Today, to use a PCI hostdev "A" in a domain, all PCI devices
that belongs to the same IOMMU group must also be declared in
the domain XML, meaning that all IOMMU devices are detached
from the host and all of them are visible to the guest.
The result is that the guest will have access to all devices,
but this is not necessarily what the administrator wanted. If only
the hostdev "A" was intended for guest usage, but hostdevs "B" and
"C" happened to be in the same IOMMU group of "A", the guest will
gain access to all 3 devices. This makes the administrator rely
on alternative solutions, such as use all hostdevs with un-managed
mode and detached all the IOMMU before the guest starts. If
use un-managed mode is not an option, the only alternative left is
an ACS patch to deny guest access to "B" and "C".
Discussions made in [1] and [2] led to the approach implemented
here. This patch builds upon the already existing
VIR_DOMAIN_DEF_FORMAT_ADDRESS_NONE format to use it as a indication
of whether a hostdev will be owned by a domain, but not visible
to the guest OS. This allows the administrator to declare all the
IOMMU while also choosing which hostdevs will be usable by the
guest. This new mechanic applies to all PCI hostdevs, regardless
of whether they are a PCI multifunction hostdev or not. Using
<address type='none'/> in any case other than a PCI hostdev
will result in error.

Do this: Reproduce word for word the stretch of the patch note that begins at the words "Today, to use" and stops after "to the guest.".

(Part of a data file)
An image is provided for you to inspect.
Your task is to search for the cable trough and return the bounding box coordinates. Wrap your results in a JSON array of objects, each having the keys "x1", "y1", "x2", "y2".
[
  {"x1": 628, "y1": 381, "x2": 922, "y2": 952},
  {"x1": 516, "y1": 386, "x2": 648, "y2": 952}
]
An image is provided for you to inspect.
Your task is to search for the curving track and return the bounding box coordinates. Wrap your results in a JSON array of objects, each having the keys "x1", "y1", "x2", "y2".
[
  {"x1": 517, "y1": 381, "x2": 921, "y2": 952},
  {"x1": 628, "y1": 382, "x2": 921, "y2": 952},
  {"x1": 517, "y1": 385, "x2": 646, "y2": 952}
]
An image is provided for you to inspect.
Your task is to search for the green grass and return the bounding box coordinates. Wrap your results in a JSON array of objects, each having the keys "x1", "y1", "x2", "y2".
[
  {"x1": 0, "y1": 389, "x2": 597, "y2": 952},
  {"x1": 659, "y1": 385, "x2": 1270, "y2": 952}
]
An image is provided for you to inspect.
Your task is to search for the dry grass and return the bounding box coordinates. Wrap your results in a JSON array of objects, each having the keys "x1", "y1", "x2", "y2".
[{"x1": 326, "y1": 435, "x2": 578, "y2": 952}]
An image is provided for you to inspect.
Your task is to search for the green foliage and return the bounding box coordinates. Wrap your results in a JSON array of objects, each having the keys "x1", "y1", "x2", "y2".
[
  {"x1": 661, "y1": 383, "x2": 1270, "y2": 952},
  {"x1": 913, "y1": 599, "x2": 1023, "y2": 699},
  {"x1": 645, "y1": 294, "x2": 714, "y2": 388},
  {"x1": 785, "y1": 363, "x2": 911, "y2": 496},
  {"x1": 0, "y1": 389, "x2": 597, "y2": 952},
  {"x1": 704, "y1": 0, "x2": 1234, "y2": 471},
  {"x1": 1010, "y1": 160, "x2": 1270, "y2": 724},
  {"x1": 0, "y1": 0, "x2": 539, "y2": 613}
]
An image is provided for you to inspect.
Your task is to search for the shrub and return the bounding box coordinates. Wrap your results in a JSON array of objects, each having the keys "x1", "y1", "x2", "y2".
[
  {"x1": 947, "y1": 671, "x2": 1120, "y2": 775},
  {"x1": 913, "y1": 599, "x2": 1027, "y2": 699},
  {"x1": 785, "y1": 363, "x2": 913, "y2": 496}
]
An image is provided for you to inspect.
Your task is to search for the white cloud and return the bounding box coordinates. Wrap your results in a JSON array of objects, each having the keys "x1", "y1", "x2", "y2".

Result for this task:
Today, to use a PCI hostdev "A" in a domain, all PCI devices
that belongs to the same IOMMU group must also be declared in
the domain XML, meaning that all IOMMU devices are detached
from the host and all of them are visible to the guest.